_Action item_:
Please set down, unchanged, the line containing "Point out truck" and all the lines that follow it until the data below ends.

§

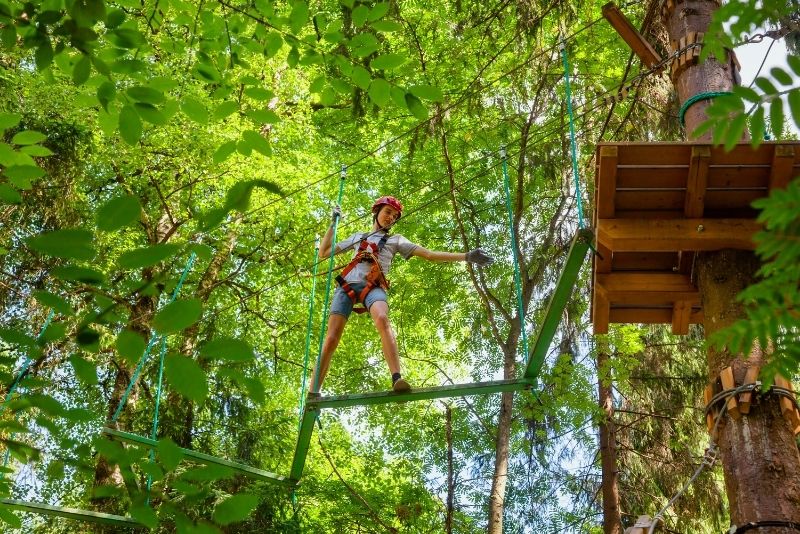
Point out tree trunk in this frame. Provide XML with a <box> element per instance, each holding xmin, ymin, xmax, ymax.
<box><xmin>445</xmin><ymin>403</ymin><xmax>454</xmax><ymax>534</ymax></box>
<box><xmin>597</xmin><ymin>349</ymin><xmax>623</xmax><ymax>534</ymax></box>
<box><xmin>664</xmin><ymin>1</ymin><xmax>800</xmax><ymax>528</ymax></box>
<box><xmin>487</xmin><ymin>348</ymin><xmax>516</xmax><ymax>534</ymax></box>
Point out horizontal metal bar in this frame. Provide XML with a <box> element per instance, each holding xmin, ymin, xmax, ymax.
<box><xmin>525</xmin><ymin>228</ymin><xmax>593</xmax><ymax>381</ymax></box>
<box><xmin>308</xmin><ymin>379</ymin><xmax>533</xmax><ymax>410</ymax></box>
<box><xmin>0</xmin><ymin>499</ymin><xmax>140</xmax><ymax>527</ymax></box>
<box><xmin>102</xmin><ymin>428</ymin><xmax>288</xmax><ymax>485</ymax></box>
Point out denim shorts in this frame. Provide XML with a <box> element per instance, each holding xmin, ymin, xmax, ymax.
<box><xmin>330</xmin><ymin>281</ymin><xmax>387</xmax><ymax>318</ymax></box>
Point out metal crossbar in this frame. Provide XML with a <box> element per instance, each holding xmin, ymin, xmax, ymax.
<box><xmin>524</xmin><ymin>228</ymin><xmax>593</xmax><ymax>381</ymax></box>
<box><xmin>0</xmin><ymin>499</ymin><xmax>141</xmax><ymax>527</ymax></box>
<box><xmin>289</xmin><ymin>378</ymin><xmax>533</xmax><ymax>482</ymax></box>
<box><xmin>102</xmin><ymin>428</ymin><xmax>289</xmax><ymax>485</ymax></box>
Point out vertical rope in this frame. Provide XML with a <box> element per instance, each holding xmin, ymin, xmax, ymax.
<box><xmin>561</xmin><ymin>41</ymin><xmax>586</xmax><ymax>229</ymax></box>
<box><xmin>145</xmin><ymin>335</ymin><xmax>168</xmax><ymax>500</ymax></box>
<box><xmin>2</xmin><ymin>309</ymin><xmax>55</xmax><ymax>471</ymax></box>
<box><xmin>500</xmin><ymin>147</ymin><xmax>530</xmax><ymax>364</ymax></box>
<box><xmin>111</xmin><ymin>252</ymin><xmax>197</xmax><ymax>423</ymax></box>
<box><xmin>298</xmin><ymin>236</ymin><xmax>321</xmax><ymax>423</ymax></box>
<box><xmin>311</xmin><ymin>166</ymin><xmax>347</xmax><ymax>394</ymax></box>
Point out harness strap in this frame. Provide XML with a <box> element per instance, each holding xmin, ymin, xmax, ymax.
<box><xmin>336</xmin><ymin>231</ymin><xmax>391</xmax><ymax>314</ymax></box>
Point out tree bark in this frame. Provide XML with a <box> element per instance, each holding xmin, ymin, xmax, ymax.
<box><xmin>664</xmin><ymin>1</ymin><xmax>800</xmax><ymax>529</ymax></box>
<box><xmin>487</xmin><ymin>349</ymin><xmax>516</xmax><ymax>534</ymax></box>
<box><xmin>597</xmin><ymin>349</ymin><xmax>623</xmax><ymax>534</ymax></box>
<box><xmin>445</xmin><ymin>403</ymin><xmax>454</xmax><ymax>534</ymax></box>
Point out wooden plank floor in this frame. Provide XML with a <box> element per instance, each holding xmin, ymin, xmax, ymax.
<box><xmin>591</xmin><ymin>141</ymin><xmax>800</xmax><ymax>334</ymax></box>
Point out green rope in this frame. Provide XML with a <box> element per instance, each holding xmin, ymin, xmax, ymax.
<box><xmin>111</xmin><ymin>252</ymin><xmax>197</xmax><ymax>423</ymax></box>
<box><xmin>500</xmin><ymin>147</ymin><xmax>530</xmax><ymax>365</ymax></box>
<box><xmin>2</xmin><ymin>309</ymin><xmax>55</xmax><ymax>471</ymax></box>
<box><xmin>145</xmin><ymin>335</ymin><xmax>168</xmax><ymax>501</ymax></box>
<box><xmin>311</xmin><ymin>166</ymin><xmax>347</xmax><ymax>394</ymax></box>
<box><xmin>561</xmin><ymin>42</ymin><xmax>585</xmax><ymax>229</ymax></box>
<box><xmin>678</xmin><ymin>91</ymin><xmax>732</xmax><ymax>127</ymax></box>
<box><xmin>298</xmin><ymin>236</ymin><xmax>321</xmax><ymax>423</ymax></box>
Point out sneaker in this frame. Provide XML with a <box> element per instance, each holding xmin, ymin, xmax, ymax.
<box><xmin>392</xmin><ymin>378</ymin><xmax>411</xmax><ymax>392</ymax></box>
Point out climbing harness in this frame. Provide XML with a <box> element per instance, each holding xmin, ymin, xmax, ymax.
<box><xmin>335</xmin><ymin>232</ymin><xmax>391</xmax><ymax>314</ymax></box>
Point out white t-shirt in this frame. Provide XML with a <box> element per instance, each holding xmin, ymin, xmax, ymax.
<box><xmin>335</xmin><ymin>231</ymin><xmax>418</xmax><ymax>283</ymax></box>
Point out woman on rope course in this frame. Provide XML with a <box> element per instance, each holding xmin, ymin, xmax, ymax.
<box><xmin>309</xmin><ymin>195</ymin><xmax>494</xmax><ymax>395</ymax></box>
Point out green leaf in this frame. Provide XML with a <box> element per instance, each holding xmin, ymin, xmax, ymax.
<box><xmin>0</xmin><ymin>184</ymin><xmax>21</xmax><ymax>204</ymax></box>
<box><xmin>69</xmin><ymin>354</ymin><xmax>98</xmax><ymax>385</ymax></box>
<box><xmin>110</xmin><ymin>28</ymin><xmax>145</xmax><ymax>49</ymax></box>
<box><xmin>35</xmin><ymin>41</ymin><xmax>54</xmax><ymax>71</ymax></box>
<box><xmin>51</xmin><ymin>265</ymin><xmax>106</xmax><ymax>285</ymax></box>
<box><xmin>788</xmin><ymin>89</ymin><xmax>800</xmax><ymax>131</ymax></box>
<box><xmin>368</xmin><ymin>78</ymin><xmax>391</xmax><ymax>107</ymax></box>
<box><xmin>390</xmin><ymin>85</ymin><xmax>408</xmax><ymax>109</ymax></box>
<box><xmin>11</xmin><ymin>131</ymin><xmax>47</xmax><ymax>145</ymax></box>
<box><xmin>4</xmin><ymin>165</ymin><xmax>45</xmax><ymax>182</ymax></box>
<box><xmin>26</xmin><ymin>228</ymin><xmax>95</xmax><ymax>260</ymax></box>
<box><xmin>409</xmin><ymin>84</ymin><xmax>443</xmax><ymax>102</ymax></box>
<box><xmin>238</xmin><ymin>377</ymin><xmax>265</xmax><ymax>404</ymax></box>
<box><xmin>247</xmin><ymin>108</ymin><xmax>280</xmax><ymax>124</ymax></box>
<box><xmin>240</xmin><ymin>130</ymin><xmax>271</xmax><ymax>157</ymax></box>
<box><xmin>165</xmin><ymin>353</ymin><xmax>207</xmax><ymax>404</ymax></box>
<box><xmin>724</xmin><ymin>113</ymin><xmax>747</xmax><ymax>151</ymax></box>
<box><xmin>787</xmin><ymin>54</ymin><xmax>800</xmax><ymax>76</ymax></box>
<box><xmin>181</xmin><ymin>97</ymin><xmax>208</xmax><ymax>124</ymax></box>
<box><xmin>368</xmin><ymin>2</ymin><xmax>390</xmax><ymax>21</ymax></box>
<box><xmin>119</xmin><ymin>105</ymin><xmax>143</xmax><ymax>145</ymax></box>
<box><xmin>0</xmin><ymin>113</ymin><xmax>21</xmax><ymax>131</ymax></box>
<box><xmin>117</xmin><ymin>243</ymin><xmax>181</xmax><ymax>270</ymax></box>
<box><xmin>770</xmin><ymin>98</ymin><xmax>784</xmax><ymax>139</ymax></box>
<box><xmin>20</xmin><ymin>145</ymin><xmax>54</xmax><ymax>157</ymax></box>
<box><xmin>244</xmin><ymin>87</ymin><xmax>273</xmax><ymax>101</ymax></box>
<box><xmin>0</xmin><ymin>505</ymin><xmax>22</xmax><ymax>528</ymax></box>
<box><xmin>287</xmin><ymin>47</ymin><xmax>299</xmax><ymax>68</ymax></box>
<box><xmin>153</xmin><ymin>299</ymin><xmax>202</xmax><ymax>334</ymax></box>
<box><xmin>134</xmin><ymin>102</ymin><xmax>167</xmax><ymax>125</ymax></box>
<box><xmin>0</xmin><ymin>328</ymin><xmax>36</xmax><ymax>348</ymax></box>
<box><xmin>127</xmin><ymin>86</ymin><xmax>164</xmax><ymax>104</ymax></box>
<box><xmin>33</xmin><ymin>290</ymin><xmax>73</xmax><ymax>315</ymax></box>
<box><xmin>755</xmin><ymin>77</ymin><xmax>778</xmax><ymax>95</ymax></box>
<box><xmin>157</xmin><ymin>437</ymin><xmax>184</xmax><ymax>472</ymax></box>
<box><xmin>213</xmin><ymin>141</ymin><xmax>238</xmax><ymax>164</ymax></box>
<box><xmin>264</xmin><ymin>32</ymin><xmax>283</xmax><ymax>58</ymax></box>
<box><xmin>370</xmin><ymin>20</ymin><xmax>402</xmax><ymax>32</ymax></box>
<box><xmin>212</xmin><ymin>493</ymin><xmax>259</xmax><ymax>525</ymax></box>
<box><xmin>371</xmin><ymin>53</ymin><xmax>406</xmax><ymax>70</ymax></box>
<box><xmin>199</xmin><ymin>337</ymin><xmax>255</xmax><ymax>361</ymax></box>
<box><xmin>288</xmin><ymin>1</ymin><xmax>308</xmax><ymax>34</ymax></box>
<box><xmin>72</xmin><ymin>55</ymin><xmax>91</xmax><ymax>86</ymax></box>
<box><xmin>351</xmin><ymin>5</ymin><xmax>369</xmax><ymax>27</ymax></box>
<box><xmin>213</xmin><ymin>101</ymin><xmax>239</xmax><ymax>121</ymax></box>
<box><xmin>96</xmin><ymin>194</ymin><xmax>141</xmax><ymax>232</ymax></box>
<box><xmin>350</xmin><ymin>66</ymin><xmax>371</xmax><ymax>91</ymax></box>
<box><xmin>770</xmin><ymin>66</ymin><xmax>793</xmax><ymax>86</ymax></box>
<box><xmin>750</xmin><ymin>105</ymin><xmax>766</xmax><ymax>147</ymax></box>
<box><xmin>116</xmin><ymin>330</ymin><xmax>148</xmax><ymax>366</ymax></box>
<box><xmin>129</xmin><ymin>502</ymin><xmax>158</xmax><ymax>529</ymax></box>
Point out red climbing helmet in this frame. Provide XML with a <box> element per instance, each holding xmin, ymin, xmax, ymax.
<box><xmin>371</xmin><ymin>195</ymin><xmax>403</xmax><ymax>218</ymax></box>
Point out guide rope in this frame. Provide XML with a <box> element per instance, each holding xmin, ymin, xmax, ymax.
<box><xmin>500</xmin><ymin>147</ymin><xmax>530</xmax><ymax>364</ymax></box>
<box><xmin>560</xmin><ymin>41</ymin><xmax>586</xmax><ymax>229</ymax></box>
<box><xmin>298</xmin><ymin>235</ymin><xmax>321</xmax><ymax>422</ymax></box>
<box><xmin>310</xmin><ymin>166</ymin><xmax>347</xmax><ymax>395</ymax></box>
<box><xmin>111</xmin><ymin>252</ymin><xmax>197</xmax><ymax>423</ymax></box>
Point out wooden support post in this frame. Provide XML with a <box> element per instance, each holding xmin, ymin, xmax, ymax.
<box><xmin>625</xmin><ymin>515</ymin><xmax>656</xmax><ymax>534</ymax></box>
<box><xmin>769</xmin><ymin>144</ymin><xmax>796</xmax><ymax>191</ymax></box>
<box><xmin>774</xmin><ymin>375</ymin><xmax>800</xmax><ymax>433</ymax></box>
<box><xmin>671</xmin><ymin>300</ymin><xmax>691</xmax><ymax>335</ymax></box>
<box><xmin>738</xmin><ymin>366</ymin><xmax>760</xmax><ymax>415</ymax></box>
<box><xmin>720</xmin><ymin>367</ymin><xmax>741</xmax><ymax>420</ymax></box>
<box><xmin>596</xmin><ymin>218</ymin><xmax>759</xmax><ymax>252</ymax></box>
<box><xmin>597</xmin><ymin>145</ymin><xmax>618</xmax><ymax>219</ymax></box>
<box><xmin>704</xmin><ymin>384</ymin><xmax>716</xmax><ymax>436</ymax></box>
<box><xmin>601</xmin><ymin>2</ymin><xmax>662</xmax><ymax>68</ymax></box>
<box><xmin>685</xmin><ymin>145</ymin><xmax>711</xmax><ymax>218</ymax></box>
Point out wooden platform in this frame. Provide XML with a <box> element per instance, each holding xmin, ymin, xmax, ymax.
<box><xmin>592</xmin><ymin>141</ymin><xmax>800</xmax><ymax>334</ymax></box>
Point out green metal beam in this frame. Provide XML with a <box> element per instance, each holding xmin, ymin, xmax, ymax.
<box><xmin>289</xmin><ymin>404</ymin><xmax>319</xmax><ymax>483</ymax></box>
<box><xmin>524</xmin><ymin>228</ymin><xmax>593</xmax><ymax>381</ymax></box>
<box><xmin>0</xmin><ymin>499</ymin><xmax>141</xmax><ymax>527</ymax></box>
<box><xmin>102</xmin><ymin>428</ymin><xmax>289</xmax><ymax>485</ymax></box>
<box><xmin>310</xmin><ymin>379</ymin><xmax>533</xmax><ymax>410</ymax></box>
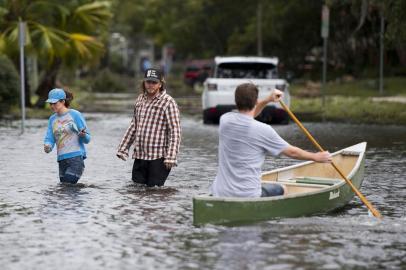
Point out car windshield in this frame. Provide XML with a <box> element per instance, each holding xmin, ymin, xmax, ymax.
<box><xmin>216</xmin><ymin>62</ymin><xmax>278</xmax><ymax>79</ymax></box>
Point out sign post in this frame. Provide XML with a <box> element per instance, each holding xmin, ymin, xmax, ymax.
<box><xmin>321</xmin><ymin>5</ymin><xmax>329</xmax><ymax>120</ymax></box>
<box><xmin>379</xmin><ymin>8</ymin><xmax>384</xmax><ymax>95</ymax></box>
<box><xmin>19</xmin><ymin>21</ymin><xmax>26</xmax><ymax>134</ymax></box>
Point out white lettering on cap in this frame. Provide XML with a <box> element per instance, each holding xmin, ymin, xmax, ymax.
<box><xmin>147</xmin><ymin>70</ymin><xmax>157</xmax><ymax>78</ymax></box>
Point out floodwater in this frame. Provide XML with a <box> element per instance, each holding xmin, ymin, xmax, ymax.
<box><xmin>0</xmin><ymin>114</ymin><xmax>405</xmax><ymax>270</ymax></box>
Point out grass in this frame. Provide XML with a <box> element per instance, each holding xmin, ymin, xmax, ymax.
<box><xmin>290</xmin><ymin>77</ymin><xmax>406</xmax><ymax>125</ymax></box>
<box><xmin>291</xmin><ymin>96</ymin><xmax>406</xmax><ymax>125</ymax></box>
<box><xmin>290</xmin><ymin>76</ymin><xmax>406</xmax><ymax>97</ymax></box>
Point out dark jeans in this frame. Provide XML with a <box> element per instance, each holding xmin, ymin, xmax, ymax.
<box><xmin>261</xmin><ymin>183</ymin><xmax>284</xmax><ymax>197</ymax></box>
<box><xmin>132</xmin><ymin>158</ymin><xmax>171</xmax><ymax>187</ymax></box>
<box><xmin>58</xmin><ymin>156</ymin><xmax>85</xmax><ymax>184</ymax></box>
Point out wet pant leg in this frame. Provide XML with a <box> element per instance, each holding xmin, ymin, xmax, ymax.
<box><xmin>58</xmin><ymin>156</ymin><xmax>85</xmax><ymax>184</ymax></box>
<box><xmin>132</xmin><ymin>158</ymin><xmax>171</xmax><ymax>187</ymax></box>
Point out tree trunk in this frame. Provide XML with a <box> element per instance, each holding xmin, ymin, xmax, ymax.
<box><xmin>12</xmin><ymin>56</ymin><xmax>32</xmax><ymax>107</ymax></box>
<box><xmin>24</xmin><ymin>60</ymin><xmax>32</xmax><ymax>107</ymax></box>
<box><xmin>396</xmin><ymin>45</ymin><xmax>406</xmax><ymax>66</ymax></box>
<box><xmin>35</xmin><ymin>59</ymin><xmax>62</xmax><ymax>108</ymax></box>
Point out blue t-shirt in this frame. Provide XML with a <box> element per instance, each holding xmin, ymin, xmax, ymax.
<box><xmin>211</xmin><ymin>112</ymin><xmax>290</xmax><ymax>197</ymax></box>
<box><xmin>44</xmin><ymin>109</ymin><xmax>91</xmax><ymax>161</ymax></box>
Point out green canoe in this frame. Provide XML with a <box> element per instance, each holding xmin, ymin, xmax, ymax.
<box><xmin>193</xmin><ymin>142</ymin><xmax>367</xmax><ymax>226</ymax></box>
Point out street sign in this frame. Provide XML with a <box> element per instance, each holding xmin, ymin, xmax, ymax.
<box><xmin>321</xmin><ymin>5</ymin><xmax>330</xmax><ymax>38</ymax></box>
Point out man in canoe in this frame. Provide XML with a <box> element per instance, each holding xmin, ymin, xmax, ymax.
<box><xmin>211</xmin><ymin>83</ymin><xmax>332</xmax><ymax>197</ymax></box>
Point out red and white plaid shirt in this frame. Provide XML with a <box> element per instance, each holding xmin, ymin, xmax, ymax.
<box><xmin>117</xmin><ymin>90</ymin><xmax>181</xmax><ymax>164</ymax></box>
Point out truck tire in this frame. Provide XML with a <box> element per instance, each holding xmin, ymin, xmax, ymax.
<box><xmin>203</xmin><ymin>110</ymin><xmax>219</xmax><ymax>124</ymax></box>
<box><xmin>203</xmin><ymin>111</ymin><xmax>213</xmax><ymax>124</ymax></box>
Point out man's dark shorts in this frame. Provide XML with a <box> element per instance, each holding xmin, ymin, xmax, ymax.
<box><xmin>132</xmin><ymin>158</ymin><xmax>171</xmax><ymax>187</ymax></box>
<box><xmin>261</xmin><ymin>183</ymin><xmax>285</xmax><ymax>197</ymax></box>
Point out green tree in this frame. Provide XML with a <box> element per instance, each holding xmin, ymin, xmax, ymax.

§

_Worked solution_:
Point out truck tire in this frame. Provide XML with a <box> element per instance, each holding xmin, ymin, xmax, ymax.
<box><xmin>203</xmin><ymin>110</ymin><xmax>219</xmax><ymax>124</ymax></box>
<box><xmin>203</xmin><ymin>111</ymin><xmax>213</xmax><ymax>124</ymax></box>
Point out man's dark shorts in this frame. Provide XML with a <box> element per instance, each holding xmin, ymin, xmax, ymax.
<box><xmin>132</xmin><ymin>158</ymin><xmax>171</xmax><ymax>187</ymax></box>
<box><xmin>261</xmin><ymin>183</ymin><xmax>285</xmax><ymax>197</ymax></box>
Point out green tree in this frame. Provide XML with a <box> element per instance, each holding xmin, ymin, xmax, ymax.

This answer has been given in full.